◆ **Task instructions**
Two lines mark the range in the entries below: the one holding "Place one marker on each instance of the bird's breast." and the one holding "Place one marker on each instance of the bird's head.". Set down those two and all lines between them, exactly.
==*==
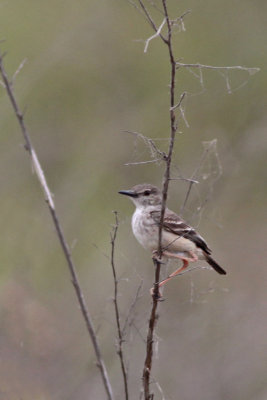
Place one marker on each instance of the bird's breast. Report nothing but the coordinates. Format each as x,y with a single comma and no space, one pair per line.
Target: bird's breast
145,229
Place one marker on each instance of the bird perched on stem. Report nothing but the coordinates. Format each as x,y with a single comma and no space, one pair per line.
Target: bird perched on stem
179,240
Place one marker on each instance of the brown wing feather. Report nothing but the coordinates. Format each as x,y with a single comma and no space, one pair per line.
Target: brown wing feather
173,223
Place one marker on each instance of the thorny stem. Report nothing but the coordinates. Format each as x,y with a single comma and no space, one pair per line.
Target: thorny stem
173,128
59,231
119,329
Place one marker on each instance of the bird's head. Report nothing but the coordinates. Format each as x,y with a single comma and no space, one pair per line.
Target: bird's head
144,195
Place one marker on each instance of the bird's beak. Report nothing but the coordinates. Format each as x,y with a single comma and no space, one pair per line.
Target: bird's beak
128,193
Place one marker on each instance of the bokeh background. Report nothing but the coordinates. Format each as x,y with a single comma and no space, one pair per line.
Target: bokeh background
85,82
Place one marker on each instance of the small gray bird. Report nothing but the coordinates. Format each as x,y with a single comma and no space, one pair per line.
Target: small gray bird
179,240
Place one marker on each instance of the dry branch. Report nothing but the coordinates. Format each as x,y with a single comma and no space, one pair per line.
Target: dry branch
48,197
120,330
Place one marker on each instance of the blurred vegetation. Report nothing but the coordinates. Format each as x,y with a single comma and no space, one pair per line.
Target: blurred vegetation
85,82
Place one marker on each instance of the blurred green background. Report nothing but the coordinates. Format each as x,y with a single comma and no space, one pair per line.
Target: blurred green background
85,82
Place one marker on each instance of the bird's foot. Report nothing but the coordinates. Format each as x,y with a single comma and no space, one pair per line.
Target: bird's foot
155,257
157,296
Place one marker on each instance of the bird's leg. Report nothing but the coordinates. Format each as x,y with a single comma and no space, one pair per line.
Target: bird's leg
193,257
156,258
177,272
==*==
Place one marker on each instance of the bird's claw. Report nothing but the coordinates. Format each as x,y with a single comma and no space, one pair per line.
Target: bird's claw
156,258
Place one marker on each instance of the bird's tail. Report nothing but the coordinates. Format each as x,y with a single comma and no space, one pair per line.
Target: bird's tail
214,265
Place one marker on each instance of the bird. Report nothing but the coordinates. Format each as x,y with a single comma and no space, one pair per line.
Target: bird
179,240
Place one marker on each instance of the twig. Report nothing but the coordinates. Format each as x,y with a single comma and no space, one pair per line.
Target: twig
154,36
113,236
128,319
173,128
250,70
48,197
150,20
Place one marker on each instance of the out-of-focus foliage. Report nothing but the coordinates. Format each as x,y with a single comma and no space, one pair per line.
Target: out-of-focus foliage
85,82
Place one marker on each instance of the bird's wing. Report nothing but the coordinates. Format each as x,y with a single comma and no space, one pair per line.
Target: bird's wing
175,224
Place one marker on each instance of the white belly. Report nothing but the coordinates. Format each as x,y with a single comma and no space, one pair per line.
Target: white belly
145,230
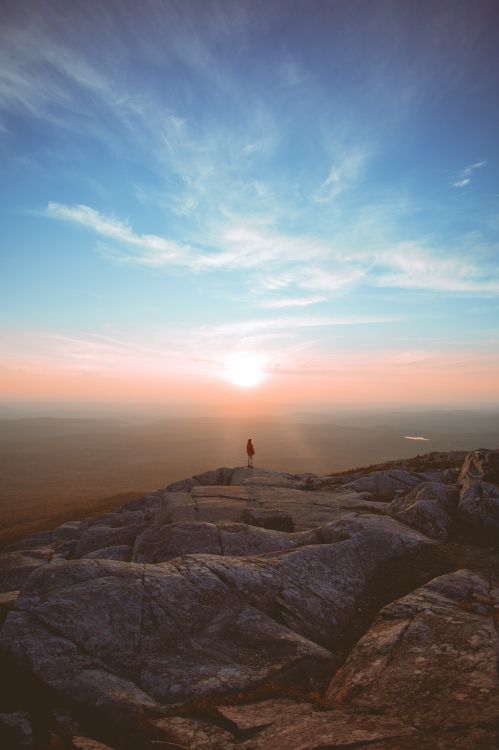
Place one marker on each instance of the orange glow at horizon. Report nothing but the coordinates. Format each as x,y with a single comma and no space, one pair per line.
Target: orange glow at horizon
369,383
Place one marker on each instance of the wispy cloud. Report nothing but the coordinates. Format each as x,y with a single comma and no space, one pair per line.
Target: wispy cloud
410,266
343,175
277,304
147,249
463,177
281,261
==*==
◆ **Exercise output**
Place one marker on each instance of the bird's breast. Report nothing but the coordinates. Format each as x,y with a single comma and no space, one pair per line.
Target: bird's breast
145,229
Place one marker on each instance of the bird perched on stem. Report nothing but the coordinates. Format each as x,y with a single comma and no space, one pair per line.
Target: bird perched on stem
179,240
Place one marker on each instance of the brown wing feather. Report nothing but the coordinates. Format each as x,y with a single comma and no space, one pair per line.
Target: brown wing feather
173,223
Place one marker on each instance of the thorny stem. Report nothing but the coordinates. Format each as x,y with a single comma and no space, one pair per line.
Target: thorny stem
173,128
59,231
119,329
Place one marker on each instance of the bird's head. Report nothing but the coordinates. Format each as x,y with a single comma and no space, one pair per line.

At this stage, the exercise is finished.